On my most recent trip to Japan, I decided to get a little off the beaten path and explore a few new areas around Osaka, including Kobe and Sakai.
I’d actually never even heard of Sakai before I did a little research and discovered this beautiful city is only 30 minutes away from Osaka on the train. It’s also right in between Osaka and the Kansai airport, making it super convenient to squeeze in for a day trip or overnight visit!
In addition to being a super easy day trip, Sakai is also full of incredible hands-on adventures! Participate in a traditional tea ceremony, hand-die kimono cloth, sharpen your own sashimi knife, or create the world’s cutest Japanese desserts: it’s all here!
While there are enough fun activities in Sakai to fill at least 2 full days, I’ve developed my own special Kawaii Sakai itinerary! Here, you’ll be able to experience a traditional tea ceremony, try your hand at making matcha green tea, create your own kawaii Japanese desserts, and potentially wear a kimono for the whole day!
So if you’re looking for the perfect girly off-the-beaten-path Osaka day trip, this itinerary is for you!

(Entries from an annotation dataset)
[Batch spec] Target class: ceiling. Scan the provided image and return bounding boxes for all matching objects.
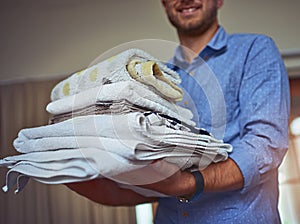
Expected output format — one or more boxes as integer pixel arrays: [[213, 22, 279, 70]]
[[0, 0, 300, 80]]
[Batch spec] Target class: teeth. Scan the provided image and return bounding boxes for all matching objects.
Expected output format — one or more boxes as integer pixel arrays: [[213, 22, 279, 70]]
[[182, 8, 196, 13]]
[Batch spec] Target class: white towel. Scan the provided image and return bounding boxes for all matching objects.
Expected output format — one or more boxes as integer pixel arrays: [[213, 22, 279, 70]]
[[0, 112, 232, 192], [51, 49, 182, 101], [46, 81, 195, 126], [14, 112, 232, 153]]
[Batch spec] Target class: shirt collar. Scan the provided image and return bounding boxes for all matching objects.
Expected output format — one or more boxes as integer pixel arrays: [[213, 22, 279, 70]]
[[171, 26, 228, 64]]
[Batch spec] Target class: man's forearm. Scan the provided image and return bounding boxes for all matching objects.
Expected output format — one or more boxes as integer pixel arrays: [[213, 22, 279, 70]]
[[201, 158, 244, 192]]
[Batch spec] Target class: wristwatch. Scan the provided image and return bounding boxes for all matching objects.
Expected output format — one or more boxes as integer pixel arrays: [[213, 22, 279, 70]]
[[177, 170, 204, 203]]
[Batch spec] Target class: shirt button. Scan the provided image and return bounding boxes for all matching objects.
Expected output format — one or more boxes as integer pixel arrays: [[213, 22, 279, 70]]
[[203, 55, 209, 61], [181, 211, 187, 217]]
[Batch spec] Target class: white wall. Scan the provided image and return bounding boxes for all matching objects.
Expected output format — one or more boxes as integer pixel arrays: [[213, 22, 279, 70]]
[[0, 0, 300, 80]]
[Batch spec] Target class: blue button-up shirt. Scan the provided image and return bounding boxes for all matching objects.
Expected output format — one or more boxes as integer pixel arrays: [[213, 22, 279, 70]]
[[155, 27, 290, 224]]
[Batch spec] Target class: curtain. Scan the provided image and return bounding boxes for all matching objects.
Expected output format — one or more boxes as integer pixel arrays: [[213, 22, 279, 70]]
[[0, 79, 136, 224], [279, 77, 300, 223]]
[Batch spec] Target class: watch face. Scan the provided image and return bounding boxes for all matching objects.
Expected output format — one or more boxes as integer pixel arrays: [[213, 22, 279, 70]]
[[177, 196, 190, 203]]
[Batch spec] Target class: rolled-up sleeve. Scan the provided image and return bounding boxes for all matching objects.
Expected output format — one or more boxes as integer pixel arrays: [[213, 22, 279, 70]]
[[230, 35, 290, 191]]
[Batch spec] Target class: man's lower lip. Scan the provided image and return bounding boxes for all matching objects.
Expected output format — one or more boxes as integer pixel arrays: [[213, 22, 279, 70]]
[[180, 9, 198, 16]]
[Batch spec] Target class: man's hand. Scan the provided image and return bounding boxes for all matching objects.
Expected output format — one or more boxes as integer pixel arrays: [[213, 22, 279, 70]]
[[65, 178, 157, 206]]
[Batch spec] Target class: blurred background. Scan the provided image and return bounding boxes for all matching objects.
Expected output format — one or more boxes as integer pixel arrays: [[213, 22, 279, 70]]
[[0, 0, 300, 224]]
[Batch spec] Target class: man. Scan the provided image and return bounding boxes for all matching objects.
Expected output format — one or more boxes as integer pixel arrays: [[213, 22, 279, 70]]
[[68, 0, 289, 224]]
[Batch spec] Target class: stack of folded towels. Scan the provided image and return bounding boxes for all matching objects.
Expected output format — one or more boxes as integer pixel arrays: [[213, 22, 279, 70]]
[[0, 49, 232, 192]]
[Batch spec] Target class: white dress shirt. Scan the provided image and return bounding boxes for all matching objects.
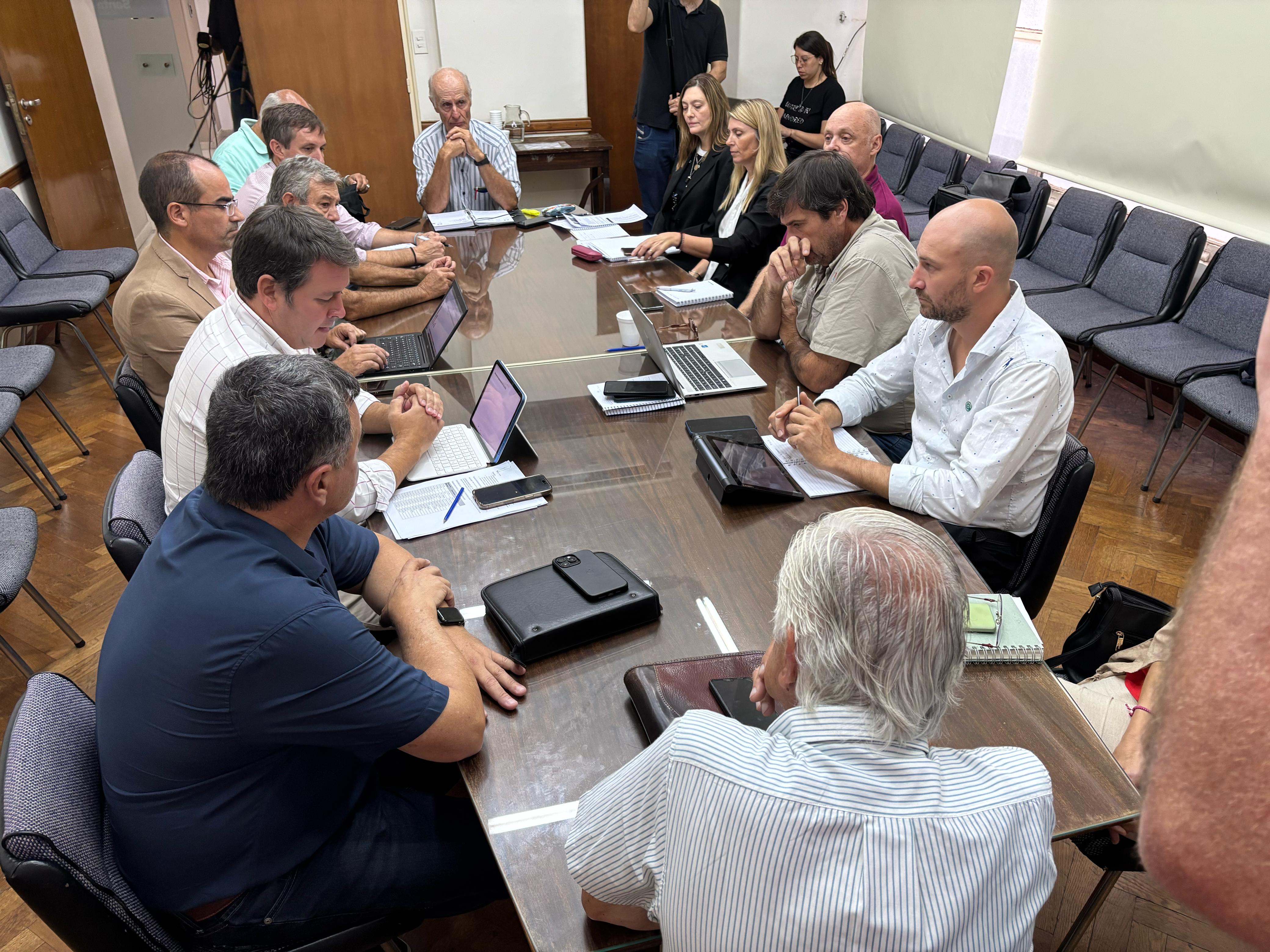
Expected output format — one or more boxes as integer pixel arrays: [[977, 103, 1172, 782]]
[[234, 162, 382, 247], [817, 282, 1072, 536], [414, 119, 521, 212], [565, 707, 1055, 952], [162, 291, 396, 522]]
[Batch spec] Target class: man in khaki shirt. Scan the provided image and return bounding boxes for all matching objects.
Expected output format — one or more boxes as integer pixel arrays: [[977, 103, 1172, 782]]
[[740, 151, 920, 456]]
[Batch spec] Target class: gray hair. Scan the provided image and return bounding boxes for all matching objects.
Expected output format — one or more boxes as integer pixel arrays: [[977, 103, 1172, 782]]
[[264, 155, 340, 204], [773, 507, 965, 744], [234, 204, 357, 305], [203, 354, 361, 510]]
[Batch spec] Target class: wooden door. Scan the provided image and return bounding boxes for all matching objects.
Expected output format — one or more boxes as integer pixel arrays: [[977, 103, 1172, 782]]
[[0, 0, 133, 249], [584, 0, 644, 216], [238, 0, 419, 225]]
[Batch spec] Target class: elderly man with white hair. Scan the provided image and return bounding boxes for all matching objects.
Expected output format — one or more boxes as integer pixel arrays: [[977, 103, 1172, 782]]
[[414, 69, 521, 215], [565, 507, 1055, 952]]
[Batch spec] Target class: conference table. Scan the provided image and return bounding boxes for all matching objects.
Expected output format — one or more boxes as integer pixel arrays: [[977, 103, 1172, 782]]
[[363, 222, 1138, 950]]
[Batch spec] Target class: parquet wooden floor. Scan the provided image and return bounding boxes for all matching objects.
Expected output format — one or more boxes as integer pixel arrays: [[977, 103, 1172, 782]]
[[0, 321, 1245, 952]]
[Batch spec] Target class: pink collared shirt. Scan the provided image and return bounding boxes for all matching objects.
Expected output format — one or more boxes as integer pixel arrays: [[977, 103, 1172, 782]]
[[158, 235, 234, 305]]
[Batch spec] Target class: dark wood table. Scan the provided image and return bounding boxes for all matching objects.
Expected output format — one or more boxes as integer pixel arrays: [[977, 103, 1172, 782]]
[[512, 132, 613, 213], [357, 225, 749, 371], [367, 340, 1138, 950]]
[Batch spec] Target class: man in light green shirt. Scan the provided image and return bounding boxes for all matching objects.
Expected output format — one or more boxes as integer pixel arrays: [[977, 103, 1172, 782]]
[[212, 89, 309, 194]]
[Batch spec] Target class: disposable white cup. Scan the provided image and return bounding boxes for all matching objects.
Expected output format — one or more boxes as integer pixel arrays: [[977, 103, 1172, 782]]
* * *
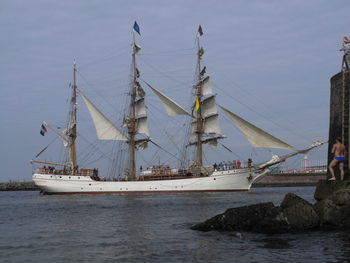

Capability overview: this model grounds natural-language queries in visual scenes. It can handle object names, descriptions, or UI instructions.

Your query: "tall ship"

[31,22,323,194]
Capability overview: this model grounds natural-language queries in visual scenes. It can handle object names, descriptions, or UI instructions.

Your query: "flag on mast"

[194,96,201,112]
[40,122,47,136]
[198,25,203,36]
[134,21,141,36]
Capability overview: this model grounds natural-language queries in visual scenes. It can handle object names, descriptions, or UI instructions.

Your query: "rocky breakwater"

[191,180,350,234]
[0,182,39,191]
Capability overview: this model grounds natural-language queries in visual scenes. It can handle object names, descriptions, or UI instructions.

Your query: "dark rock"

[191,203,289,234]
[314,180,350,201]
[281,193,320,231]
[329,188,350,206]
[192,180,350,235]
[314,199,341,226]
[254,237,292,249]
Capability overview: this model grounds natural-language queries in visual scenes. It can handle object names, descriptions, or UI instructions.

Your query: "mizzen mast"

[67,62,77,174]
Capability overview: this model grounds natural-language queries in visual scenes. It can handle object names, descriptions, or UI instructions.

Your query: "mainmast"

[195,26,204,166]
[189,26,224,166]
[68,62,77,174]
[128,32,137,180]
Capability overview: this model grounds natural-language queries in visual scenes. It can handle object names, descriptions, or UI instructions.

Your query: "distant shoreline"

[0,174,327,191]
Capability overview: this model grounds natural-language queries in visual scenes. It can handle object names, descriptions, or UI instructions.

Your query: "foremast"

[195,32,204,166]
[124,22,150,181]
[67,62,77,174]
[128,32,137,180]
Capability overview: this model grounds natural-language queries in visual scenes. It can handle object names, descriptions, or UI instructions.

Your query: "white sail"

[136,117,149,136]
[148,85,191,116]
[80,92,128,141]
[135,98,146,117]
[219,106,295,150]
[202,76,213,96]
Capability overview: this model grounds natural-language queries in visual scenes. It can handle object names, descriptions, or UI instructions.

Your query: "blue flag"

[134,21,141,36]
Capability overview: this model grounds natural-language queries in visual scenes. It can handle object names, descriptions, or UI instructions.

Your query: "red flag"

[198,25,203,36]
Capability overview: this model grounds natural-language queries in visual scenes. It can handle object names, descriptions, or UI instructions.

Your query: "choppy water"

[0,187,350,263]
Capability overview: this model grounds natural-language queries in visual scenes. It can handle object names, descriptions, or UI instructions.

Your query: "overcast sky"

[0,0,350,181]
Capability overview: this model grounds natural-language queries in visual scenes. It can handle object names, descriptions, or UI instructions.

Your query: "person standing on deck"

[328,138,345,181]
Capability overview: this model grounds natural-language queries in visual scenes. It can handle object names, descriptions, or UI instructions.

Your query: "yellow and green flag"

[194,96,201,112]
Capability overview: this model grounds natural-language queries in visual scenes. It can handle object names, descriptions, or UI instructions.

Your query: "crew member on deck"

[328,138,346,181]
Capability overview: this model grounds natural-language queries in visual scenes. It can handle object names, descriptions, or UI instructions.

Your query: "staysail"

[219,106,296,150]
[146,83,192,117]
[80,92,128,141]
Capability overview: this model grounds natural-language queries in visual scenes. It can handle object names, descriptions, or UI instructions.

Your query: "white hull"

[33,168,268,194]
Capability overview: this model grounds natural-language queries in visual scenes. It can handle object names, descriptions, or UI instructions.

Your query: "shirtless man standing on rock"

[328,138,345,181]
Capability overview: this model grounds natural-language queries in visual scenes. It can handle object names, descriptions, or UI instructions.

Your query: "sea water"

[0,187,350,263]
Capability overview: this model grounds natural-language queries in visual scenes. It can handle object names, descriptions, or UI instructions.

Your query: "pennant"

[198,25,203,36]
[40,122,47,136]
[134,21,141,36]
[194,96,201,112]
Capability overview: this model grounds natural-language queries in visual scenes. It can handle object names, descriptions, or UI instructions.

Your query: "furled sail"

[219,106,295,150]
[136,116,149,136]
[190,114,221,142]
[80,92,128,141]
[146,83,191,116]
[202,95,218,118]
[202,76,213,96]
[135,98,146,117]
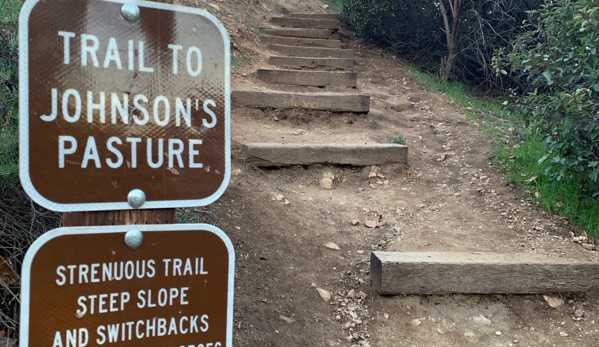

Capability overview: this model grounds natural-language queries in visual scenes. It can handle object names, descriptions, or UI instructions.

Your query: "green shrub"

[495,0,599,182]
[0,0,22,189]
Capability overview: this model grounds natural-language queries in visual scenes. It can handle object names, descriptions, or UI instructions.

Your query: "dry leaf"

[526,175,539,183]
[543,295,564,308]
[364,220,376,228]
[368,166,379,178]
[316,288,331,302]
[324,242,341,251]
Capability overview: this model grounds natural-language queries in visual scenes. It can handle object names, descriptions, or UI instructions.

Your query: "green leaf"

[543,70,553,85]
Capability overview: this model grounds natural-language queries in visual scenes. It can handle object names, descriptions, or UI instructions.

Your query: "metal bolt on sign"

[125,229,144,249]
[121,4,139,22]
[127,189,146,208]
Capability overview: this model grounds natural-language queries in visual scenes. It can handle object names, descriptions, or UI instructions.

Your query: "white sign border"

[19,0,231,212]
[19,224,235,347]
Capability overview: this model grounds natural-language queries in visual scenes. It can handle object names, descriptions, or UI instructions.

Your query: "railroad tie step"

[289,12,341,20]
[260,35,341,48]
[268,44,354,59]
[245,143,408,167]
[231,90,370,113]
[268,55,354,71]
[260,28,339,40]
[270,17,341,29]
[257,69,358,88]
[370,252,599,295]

DESCRIPTION OF THE TASK ->
Can you sum up the passage about Sakai above in two sentences?

FULL OUTPUT ->
Sakai is a city only 30 minutes by train from Osaka and sits between Osaka and the Kansai airport, which makes it convenient for a day trip or overnight visit. It offers hands-on activities such as a traditional tea ceremony, dyeing kimono cloth, sharpening a sashimi knife, and making Japanese desserts, and the writer has built a Kawaii Sakai itinerary around several of them as an off-the-beaten-path Osaka day trip.